- _Text provided_:
If you ask upper management, you easily get phrased answers like “the data belongs to the company”. This is not true except from a legal perspective. You will not get accepted models for data access unless you clarify data ownership and business value (in loss and in usage) of data.

In first place, if data describes a (natural or legal) person, this person owns the data; this is legally clear. If data is provided by a person, it should be owned by this person; looking at patent rules, this should be clear, too. If data is from external sources, it is owned by the external company; this is clear by contracts. If data is collected by automated processes, the owner of this process or technological component being responsible for it, should stay owner. All of this is true but not helpful.

A data owner should take ownership and feel responsible for quality, availability, safety and security of data. This is an active role not defined by the process of creation or else people leaving the company would take their ownership. The data owner must respect original, legal or external ownership and consider it in any action. In doubt, the data owner must give data back and remove it from the system of truth and from all downstream systems unless the data has been transformed into something not revealing its original source anymore (e.g. statistics). For internal purposes, the data owner is the only relevant contact when it comes to decisions about data usage - and for any complaints.

- _Activities_:
a. List every quality or condition of data that the passage on data ownership says a data owner should feel responsible for.
b. Rewrite the paragraph of the passage on data ownership that begins "In first place, if data describes" as a short bulleted list, keeping its main facts.
c. Continue the passage on data ownership, starting after its final sentence.

- _Data excerpts_:

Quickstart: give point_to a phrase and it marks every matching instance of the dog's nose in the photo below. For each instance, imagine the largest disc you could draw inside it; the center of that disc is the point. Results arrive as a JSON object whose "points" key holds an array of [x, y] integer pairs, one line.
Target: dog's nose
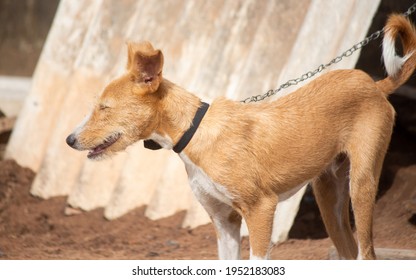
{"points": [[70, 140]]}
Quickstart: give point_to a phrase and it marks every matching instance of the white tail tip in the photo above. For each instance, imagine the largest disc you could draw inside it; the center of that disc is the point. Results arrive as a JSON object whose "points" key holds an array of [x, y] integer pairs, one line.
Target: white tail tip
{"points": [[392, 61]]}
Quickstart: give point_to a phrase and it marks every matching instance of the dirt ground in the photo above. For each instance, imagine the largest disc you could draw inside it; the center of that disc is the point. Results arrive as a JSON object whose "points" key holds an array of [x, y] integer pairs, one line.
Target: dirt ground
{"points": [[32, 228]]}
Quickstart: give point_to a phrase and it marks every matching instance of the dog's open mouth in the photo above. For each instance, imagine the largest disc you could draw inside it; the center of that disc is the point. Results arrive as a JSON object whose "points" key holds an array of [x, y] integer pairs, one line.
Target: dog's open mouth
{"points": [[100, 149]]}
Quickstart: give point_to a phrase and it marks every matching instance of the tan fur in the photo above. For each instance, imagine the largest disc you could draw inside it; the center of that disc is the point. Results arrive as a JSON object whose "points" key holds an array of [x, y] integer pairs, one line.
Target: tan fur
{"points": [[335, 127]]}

- _Activity answers_:
a.
- Quality
- Availability
- Safety
- Security

b.
- Data describing a natural or legal person is owned by that person. This is legally clear.
- Data provided by a person should be owned by that person. Patent rules make this clear.
- Data from external sources is owned by the external company. Contracts make this clear.
- Data collected by automated processes should stay owned by whoever owns the responsible process or technological component.
- All of this is true but not helpful.

c.
As part of this role, the data owner must define a data access model. The alternative would be an individual decision for any request, which is not suitable for AI models or mass data analyses, and which is not reliable or reproducible at all. If data is defined as “internal”, it must be given access to all employees; if it is defined as “confidential”, clear reasoning is relevant, why data must be kept from certain employees or why a thorough log of data access is needed (legal or contractual reasons, pending patents, high business value, …). Even for confidential data it is highly recommended to define attribute-based access controls (ABAC), to enable a computer system to automatically grant access based on employee's master data. Only by doing so can data be made available without delay, which is essential in AI-use of data. Even project oriented or time-boxed individual access can be set into master data lookup tables enriching automated access and thus adding a layer of protocol to grants given. Human processes to request and grant access are outdated since the advent of reporting layers and AI.

Contrarily, data contracts are meant to be explicitly signed before data usage. This blocks data usage and eventually results in an AI using outdated publicly available data instead of current data from internal systems. Only use data contracts with caution and if so, ensure they are signed before data is queried. The information that access is not granted yet might be blurred by AI trying to find an answer. My recommendation is to avoid them unless they are legally required.

Integrating it all

As a result, there are original data sources in barely comprehensible data models, data pipelines transforming data in multiple ways and analyses including ad hoc analyses accessing data by available data access models. Ideally, there is a silver layer domain-driven data model with an ABAC data access layer in the middle. Data architecture is tasked to understand and continuously develop this.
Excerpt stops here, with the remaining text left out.